### RECORDS FOR THE EXERCISE:
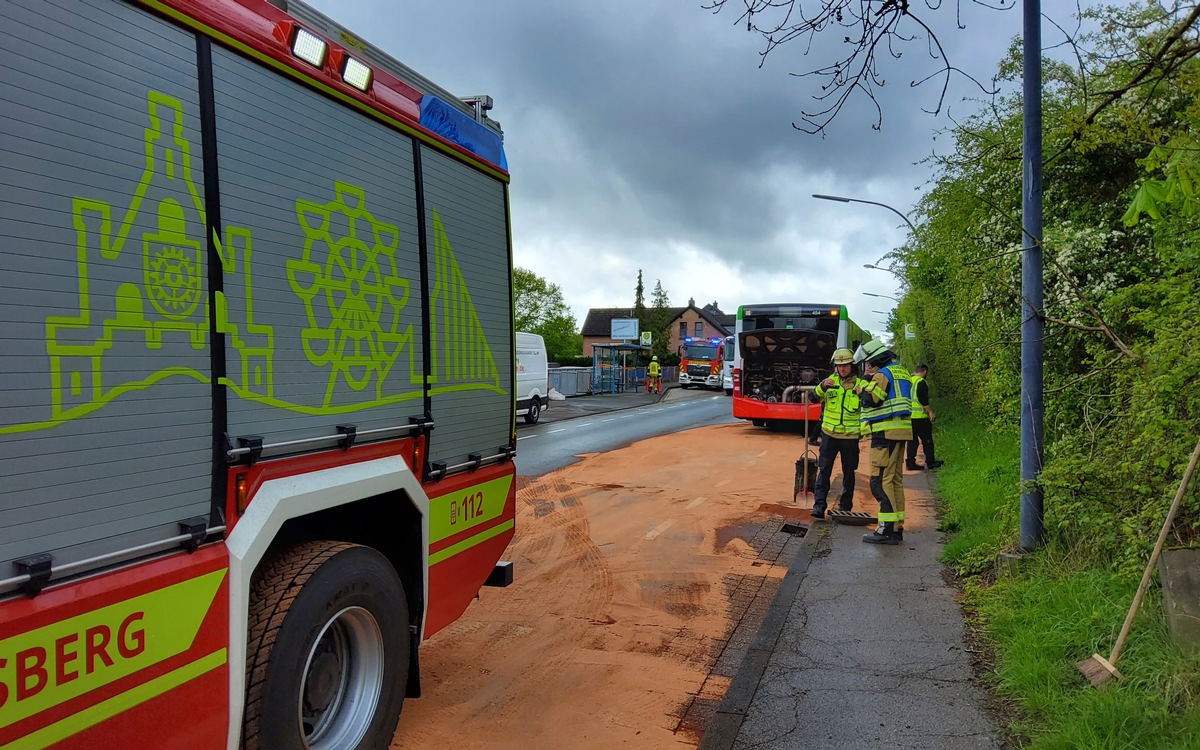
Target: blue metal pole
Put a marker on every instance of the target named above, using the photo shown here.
(1032, 347)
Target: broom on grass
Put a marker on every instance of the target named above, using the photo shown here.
(1097, 669)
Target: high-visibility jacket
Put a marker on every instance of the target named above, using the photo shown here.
(894, 411)
(918, 408)
(841, 407)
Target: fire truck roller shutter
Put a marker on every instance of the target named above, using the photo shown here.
(106, 437)
(324, 285)
(471, 310)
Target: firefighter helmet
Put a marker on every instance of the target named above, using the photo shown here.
(870, 351)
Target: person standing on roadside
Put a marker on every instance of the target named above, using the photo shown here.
(887, 414)
(654, 382)
(840, 427)
(922, 421)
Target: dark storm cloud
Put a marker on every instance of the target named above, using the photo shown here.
(645, 135)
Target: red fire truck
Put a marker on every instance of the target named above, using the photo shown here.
(701, 363)
(256, 376)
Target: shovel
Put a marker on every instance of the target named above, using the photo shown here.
(1097, 669)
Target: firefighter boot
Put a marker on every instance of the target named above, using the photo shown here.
(882, 535)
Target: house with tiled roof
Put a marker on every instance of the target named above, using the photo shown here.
(693, 322)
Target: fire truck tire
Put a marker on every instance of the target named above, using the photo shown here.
(328, 651)
(534, 412)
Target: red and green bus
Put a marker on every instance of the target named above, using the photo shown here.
(783, 353)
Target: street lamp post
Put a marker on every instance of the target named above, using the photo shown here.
(883, 205)
(880, 268)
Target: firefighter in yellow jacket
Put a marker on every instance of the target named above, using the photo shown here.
(654, 382)
(887, 415)
(839, 396)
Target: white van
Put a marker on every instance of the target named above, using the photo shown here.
(532, 377)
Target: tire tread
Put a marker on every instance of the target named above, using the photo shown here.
(271, 594)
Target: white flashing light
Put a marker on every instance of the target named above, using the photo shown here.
(357, 75)
(310, 47)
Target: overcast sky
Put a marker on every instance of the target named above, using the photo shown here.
(643, 135)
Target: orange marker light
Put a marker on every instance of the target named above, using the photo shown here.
(240, 492)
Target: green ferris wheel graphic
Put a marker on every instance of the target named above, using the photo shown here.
(354, 298)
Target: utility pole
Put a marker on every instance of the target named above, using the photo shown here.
(1032, 325)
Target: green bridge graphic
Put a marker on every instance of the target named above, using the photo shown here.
(345, 277)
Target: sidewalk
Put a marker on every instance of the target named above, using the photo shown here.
(863, 647)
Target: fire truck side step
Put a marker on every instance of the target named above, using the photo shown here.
(502, 575)
(855, 517)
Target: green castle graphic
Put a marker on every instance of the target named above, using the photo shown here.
(347, 283)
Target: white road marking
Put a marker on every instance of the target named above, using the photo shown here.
(653, 533)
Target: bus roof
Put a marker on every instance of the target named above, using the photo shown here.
(791, 309)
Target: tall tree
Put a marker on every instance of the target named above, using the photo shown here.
(539, 309)
(640, 303)
(660, 319)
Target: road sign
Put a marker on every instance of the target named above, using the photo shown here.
(624, 328)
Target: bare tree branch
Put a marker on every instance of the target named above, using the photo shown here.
(868, 28)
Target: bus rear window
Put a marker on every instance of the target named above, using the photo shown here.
(817, 323)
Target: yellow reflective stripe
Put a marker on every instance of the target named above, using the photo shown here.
(138, 633)
(118, 703)
(453, 550)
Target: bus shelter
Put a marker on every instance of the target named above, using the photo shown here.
(615, 367)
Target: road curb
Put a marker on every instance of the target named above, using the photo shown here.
(723, 730)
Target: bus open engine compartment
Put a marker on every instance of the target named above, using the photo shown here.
(781, 365)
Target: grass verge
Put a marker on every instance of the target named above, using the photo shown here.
(1057, 606)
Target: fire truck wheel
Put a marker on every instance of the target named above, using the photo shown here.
(328, 651)
(534, 412)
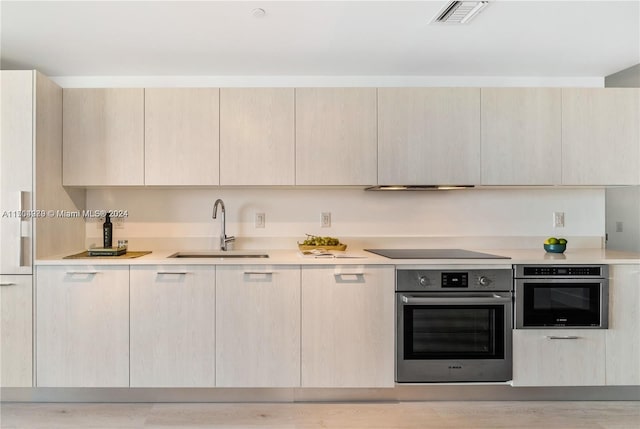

### THE TASK:
Line by line, retype the records above exactly, minus the images.

### YOUR RESPONSE:
Target: blue metal pole
Put a marker on every instance of the target named above, using the photo shown here.
(1032, 347)
Target: broom on grass
Put a marker on every instance of the target named above, using the photo shown here.
(1097, 669)
Target: high-visibility jacket
Put a marker on every instance of the target named above, using the photo shown here.
(894, 411)
(918, 408)
(841, 407)
Target: fire truck roller shutter
Put a marker on every instance of the target named above, using the photo shown here.
(106, 437)
(324, 285)
(471, 310)
Target: firefighter helmet
Put a marker on every instance of the target named above, using the photo shown here.
(870, 351)
Target: person standing on roadside
Put a marker on every instance of the target named above, using the photo shown here.
(887, 414)
(654, 382)
(840, 427)
(922, 421)
Target: dark storm cloud
Put a marker on every instance of the target named above, using the photo shown here.
(645, 135)
Target: red fire truck
Put a marker on every instance of the target named above, using the photo shown here.
(701, 363)
(256, 376)
Target: shovel
Put a marker on every instance of the target named above, using the photo shown here.
(1097, 669)
Target: firefighter boot
Put a marker on every instance of the target named above, using the photo shown here.
(882, 535)
Target: house with tiled roof
Put a marker on every instance of the target named above, using the photo shown here.
(693, 322)
Target: fire truck tire
Put a marker on every instance of the target named above, using the photo shown here.
(328, 651)
(534, 412)
Target: red and green bus
Put a marker on every instance of the target named above, using the photo shown here.
(783, 353)
Target: street lamp post
Put a marker on every instance of the target named above, using the photo shown here.
(883, 205)
(880, 268)
Target: firefighter in yellow jacket
Put a marker on every instance of the target named above, using the photo shown here.
(654, 382)
(887, 415)
(839, 396)
Target: white van
Put a marker on every instance of the target named above, using the photo shown here.
(532, 377)
Target: tire tread
Put a marker on every instance of the target named above, using the photo shown here.
(271, 594)
Target: white flashing light
Put a marker on every instance of the target named above, using the photo shown here.
(357, 75)
(310, 47)
Target: overcast sky
Put a marker on every instance of the target named above, using the photo shown here.
(643, 135)
Target: orange marker light
Put a marker on every instance of the target named above, using the photo shown here.
(240, 492)
Target: green ferris wheel graphic
Put a marker on every instance of the target named above, using the photo shown here.
(354, 298)
Target: utility pole
Put a marker on every instance of the target named above, using the photo shown here.
(1032, 325)
Target: green bridge graphic
Put a marker on every instance of the target named above, using the photo shown here.
(345, 277)
Target: sidewalk
Put a marker on every instance of the target named above, using the photo shown here.
(863, 647)
Target: fire truck side step
Put a marker on every instance of the target named above, using the photo shown here.
(502, 575)
(855, 517)
Target: green castle graphic
Put a marker on every instance of the target named above, using the photo shown here.
(347, 283)
Target: white road marking
Put a marker on every instance of the target named above, using the photo shown here.
(653, 533)
Target: bus roof
Put a marker on every instance of the target named above, using the photo shown here.
(791, 309)
Target: tall tree
Put a marker on every instance of the target named above, using the photo shown here.
(539, 309)
(640, 303)
(660, 319)
Target: road sign
Put a marker on every instance of the target named above, using the photo shown here.
(624, 328)
Target: bare tree branch
Put a marker on every instance of the target named above, using the photo shown here.
(868, 28)
Target: bus rear window
Put a marker on every instance of the target named above, using the photo shown here.
(817, 323)
Target: yellow reflective stripe
Put a marker on every instance of the target named above, using the photo shown here.
(138, 633)
(118, 703)
(453, 550)
Target: bus shelter
Put a marker on every instance of the target named above, using the photo shown here.
(615, 367)
Target: road curb
Put a marker on every instance of the target named above, using the photo shown here.
(723, 730)
Target: bus open engine compartment
Put a marker on every instance of the target named above, using the photo shown here.
(781, 365)
Target: grass verge
Put a marker on every instance of the target named above, using the photo shown here.
(1057, 606)
Target: fire truck wheel
Put a marker on every instance of the target named above, using the photo shown here.
(328, 651)
(534, 412)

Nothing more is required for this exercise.